Work instructions — Below are the records; copy each line in which "birch" occurs.

[Dataset excerpts]
____
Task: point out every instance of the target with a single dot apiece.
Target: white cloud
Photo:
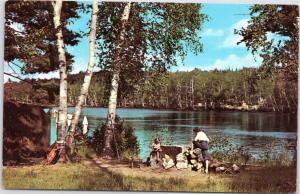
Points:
(213, 32)
(182, 68)
(235, 62)
(232, 39)
(52, 74)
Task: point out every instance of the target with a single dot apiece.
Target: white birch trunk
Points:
(112, 104)
(62, 113)
(89, 71)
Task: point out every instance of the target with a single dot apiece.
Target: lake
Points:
(252, 130)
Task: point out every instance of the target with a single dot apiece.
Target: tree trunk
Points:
(87, 77)
(112, 104)
(62, 113)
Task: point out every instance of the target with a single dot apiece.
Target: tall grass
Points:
(83, 177)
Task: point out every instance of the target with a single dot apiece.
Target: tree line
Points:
(136, 44)
(172, 90)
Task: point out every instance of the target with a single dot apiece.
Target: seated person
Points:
(201, 141)
(155, 148)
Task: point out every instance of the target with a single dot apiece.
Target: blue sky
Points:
(219, 41)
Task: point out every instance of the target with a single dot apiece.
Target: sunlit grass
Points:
(83, 177)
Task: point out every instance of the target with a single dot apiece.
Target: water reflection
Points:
(175, 127)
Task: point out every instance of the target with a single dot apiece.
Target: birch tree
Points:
(112, 103)
(62, 113)
(138, 37)
(88, 74)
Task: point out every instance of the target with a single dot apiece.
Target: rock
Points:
(220, 169)
(26, 133)
(168, 162)
(235, 168)
(181, 165)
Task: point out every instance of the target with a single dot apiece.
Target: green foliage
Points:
(173, 90)
(282, 156)
(273, 33)
(125, 142)
(156, 33)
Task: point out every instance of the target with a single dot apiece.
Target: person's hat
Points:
(197, 151)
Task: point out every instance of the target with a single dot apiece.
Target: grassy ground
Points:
(84, 176)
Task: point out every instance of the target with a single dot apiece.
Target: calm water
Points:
(252, 130)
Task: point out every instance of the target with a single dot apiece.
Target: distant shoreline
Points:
(188, 110)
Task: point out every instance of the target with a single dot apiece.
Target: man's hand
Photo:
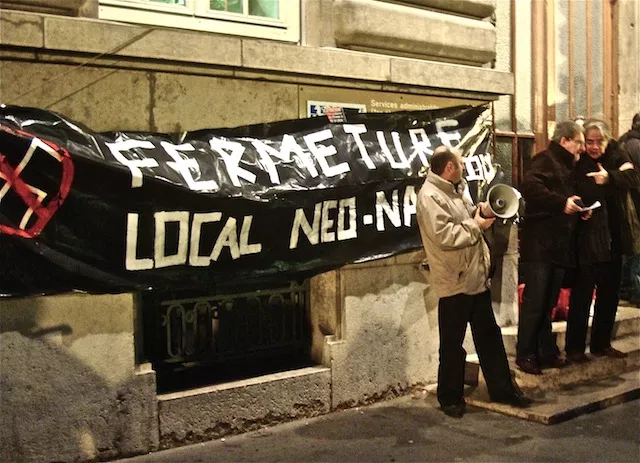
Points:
(481, 221)
(586, 215)
(485, 210)
(571, 206)
(626, 166)
(601, 177)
____
Exercise response —
Target: white birch trunk
Target: birch tree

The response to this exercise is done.